## Extract to read
WHITE CHRISTIAN NATIONALISM IS THE MOST DANGEROUS WEAPON IN AMERICA | OPINION
Last week, a wave of violence swept our country as liberals from coast to coast were targeted by bombs, black elders were shot in a Kentucky grocery store, and eleven Jews worshiping at the Tree of Life Synagogue in Pittsburgh were massacred.
Political violence and terrorism on this scale makes clear that it’s not the guns or the bombs, or even policy changes that can rip families apart and destroy lives that gives the right its power. Their single most effective and destructive weapon is an idea: white Christian nationalism.
White Christian nationalism says that some of us have no place in this country, or have less claim to our own bodies, American prosperity, and, crucially, to voting and our democracy. It finds expression in racism, anti-blackness, anti-Semitism, Islamophobia, misogyny, and transphobia. Their fantasy is that, without us, remaining Americans would be better off. And the more the president and the party he has commandeered champion that idea, the more powerful response they get, whether it’s through bombings, shootings, or street brawls.
Of course, not all Republicans are white Christian nationalists. However, the party relies on white Christian nationalism, and increasingly infuses it into party rhetoric. Republican elites have tried to make this election a referendum on a caravan of refugees lawfully seeking shelter, all so they can distract from the consolidation of corporate power, inflame the nationalist right and win the majorities they need to cut taxes, gerrymander our districts, or appoint anti-regulatory judges to the federal bench.
It is their rhetoric that is adding personal, vigilante, and organized right-wing violence to the already existing, ongoing, and grinding structural violence that too many Americans experience in so many ways.
Donald Trump, Republican lawmakers and the conservative media think their strategy is working and they have shown they are more than willing to accept this rising tide of violence as collateral damage. The only way to stop them is to prove them wrong. We must prove that appeals to white Christian nationalism will not only fail—they will backfire.
We can and will mourn for our fallen community members, but it would be a disservice to stop there. We must reject the calls to depoliticize our response to politically motivated attacks on Jewish people, on black people, the free press, and so many others. We will be sorrowful, we might be scared, but we won’t be shaken. We saw this coming and we will rely on our bonds to support one another, remain brave, and mobilize towards this midterm election and beyond through organizing year-round.
People protesting against US President Donald Trump wait near the Tree of Life Congregation on October 30, 2018 in Pittsburgh, Pennsylvania.
BRENDAN SMIALOWSKI/AFP/GETTY IMAGES
While the right can only double down on division, movements for justice have a competing vision of promise, of abundance, of shared prosperity. Ours is more powerful because it’s popular. Ours is a movement that offers policies that lift up all people, regardless of race, religion, or background. Medicare-for-All is hugely popular among people of all parties because it’s the idea that everyone should be able to go to the doctor when they need to. People overwhelmingly support raising the minimum wage because they believe that, in the most prosperous society in human history, everyone should have enough to eat, a safe place to live, and even enough to have a little fun. We have other massively popular ideas, like access to birth control and abortion, investing in schools, child care, and care for the elderly instead of prisons and police forces.

## Information given

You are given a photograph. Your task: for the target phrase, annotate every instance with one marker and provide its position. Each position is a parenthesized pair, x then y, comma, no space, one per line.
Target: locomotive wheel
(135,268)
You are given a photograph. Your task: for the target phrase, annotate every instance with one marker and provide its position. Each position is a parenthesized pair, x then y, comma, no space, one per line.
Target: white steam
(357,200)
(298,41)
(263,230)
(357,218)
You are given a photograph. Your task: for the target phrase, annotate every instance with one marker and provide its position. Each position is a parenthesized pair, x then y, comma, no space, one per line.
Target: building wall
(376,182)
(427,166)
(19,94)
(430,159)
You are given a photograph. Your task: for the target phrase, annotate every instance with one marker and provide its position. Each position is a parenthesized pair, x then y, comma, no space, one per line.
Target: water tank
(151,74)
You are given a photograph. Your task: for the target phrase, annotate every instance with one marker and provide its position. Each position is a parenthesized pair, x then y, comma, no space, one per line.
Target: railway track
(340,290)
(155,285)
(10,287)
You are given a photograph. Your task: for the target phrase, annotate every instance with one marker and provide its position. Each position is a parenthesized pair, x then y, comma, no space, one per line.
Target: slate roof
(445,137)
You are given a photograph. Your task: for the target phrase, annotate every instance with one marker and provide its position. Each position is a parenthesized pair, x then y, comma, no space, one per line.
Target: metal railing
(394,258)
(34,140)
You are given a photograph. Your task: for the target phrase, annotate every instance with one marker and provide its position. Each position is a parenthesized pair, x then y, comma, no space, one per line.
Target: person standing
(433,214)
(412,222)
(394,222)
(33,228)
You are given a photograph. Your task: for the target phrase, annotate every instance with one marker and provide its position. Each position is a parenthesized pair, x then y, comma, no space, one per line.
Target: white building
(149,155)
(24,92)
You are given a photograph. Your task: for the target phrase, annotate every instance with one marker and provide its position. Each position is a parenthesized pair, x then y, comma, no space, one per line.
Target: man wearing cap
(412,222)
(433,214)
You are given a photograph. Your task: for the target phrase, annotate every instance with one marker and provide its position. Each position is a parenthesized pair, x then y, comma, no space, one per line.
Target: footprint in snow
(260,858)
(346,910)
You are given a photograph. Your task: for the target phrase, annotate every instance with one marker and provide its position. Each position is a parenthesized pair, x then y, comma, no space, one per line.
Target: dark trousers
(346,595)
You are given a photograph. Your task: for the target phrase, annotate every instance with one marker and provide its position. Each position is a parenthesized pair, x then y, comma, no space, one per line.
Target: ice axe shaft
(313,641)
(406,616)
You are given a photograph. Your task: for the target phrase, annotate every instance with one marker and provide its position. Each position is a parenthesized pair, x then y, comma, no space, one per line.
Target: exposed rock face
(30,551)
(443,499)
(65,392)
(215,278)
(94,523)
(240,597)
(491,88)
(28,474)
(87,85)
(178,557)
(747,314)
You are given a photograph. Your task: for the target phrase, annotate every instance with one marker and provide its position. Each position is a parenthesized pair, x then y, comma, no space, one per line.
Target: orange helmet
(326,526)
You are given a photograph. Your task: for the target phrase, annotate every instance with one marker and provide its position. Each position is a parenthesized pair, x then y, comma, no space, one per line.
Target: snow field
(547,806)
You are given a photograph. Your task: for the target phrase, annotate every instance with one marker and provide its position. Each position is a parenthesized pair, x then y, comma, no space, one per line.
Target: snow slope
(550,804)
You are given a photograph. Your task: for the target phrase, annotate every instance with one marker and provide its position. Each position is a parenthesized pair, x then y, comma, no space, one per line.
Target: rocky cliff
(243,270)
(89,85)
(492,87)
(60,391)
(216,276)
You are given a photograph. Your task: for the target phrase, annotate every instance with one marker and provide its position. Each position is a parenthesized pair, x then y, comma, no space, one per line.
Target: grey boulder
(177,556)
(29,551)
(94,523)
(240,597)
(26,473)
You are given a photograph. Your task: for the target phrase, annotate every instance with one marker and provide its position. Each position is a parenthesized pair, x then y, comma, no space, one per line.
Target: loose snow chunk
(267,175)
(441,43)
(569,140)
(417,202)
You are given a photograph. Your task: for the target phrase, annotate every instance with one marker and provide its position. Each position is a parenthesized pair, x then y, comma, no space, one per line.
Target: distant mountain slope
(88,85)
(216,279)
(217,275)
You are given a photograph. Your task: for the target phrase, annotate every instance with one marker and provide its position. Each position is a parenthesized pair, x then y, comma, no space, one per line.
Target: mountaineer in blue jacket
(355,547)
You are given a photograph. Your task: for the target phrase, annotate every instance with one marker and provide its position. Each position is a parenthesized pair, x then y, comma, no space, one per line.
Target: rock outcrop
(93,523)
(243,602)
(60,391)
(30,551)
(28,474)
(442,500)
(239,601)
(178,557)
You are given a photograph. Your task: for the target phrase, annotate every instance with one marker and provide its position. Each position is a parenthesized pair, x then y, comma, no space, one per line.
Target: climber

## Exercise description
Reproduce the opinion piece on white Christian nationalism from "Political violence and" to "or street brawls.". The records were taken from a source separate from the opinion piece.

## Your solution
Political violence and terrorism on this scale makes clear that it’s not the guns or the bombs, or even policy changes that can rip families apart and destroy lives that gives the right its power. Their single most effective and destructive weapon is an idea: white Christian nationalism.
White Christian nationalism says that some of us have no place in this country, or have less claim to our own bodies, American prosperity, and, crucially, to voting and our democracy. It finds expression in racism, anti-blackness, anti-Semitism, Islamophobia, misogyny, and transphobia. Their fantasy is that, without us, remaining Americans would be better off. And the more the president and the party he has commandeered champion that idea, the more powerful response they get, whether it’s through bombings, shootings, or street brawls.